**Data records:**
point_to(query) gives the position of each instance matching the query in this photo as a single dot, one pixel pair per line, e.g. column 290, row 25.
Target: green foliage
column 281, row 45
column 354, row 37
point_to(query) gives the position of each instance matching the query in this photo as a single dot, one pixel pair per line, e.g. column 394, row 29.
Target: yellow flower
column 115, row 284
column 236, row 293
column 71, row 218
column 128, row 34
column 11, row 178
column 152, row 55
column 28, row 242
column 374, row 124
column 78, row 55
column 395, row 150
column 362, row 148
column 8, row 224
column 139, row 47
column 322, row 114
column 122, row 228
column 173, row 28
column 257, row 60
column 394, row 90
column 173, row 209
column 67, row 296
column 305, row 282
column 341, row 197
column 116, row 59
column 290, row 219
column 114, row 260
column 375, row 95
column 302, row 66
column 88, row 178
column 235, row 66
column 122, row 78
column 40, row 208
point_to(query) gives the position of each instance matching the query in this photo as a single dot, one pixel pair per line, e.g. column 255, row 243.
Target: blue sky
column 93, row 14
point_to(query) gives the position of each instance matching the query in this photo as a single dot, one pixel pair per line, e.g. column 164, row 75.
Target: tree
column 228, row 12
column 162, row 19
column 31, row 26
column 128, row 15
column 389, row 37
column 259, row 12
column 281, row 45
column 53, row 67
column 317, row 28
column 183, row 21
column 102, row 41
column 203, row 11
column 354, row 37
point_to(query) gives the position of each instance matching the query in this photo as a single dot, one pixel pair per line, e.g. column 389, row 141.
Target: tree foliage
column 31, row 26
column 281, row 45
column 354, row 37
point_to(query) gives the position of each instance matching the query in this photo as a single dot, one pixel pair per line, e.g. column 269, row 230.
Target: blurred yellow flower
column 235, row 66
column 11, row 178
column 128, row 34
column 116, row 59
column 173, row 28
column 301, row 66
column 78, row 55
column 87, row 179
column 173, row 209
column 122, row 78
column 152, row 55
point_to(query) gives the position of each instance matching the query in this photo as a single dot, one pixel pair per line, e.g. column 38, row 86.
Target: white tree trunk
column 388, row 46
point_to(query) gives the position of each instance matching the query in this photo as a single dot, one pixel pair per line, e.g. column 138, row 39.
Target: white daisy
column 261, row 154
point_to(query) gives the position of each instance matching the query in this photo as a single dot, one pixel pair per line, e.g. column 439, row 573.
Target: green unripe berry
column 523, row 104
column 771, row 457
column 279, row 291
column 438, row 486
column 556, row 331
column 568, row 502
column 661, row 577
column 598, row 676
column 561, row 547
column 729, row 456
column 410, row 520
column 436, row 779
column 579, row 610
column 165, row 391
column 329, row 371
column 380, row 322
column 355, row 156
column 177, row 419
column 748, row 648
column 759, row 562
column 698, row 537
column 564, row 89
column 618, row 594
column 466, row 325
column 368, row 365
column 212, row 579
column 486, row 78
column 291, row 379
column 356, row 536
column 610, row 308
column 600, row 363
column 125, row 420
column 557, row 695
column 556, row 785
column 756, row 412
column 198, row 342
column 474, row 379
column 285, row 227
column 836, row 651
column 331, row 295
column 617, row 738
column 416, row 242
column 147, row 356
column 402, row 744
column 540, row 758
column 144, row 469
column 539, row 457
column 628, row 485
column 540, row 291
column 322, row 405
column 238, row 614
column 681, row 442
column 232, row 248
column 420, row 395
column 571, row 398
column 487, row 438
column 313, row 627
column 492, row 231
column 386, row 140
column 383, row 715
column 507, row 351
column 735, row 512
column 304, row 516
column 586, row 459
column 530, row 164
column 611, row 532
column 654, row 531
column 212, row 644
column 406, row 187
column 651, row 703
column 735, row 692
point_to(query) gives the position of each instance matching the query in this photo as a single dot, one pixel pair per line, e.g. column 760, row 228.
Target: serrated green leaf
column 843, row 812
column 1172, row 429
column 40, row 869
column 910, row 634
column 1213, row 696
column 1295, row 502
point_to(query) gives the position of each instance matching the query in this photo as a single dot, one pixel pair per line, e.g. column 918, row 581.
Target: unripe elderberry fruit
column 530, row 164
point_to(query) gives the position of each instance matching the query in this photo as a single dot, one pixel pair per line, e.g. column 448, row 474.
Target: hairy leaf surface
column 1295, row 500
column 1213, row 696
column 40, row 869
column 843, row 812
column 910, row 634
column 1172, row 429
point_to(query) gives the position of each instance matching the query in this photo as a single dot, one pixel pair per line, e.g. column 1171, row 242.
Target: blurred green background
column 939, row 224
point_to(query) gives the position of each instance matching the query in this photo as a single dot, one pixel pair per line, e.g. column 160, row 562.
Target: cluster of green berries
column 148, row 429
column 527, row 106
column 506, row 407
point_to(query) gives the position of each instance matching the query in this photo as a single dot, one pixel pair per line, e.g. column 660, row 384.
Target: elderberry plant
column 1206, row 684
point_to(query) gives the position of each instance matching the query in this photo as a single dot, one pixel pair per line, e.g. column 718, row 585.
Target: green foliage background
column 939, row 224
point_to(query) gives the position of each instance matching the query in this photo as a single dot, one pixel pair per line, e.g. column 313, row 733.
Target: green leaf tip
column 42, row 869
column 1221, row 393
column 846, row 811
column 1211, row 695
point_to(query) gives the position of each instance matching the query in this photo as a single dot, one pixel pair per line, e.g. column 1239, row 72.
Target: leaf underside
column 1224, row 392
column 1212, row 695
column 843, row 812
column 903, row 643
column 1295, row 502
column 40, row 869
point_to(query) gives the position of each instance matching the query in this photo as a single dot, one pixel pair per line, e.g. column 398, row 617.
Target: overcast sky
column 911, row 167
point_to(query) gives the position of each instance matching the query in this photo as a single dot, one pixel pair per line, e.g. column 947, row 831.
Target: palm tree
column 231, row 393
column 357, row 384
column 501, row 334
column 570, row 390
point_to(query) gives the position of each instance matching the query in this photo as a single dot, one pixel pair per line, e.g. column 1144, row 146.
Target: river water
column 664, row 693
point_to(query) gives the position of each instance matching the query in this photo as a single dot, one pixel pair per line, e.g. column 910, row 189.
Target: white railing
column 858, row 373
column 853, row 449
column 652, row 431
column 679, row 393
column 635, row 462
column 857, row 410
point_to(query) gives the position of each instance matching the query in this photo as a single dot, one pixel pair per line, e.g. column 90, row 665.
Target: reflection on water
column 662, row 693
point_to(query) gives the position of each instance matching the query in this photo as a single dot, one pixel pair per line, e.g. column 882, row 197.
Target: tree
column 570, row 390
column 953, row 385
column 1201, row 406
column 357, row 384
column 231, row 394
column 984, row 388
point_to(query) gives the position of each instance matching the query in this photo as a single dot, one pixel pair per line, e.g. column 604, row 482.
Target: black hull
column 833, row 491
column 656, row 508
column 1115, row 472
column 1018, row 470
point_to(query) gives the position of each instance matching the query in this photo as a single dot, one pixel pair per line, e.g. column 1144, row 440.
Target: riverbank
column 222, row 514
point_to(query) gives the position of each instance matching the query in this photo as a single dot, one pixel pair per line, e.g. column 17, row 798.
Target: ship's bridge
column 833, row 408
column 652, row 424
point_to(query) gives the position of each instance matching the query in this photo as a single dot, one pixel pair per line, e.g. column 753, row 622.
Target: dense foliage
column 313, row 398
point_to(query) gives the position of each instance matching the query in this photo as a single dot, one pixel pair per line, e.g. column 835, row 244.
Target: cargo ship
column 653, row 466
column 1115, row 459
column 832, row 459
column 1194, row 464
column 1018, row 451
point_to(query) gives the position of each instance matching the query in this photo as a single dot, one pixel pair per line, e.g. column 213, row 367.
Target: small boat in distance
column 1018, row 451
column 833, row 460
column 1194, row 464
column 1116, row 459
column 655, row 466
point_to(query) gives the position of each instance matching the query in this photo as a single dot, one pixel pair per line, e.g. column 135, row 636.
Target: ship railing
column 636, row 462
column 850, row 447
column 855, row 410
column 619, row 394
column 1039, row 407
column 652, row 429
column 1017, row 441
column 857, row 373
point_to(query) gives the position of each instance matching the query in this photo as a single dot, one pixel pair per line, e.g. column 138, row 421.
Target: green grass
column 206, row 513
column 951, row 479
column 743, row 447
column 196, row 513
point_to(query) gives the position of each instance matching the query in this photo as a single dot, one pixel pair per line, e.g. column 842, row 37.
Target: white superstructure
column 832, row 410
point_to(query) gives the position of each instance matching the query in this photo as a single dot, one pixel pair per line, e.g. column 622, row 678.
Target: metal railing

**What the exercise asks:** Leave out every line above except those from the line with "255, row 243." up to and including the line with "439, row 573.", and copy those exactly.

**Solved exercise:**
point_to(query) gives the position of each instance matching the query in this photo as a single dot, one pixel pair per line, e.g. column 255, row 243.
Target: blue sky
column 93, row 14
point_to(query) gives the position of each instance matching the query in this photo as a single dot, one pixel pair per line, e.g. column 164, row 75.
Target: tree
column 228, row 12
column 162, row 19
column 31, row 26
column 128, row 15
column 389, row 37
column 259, row 12
column 281, row 45
column 53, row 67
column 317, row 28
column 183, row 21
column 102, row 41
column 203, row 11
column 354, row 37
point_to(query) gives the position of each instance matching the query in this photo as a single dot, one pixel pair per line, e.g. column 389, row 141.
Target: tree foliage
column 31, row 26
column 281, row 45
column 354, row 37
point_to(query) gives the position of each instance matching the query in this photo as a single dot, one pixel pair per line, e.g. column 269, row 230.
Target: blurred yellow flower
column 235, row 66
column 11, row 178
column 128, row 34
column 116, row 59
column 173, row 28
column 301, row 66
column 78, row 55
column 87, row 179
column 173, row 209
column 122, row 78
column 152, row 55
point_to(query) gives the position of each instance matching the query in this photo as a single dot, one pixel pair per line, e.g. column 38, row 86.
Target: white tree trunk
column 388, row 46
point_to(query) gives the position of each instance matching the query in this photo as a single dot, one pixel pair per line, e.g. column 138, row 39.
Target: white daisy
column 261, row 154
point_to(query) gives the position of each instance matching the query in this photo as a single dot, one pixel pair per line, e.g. column 439, row 573.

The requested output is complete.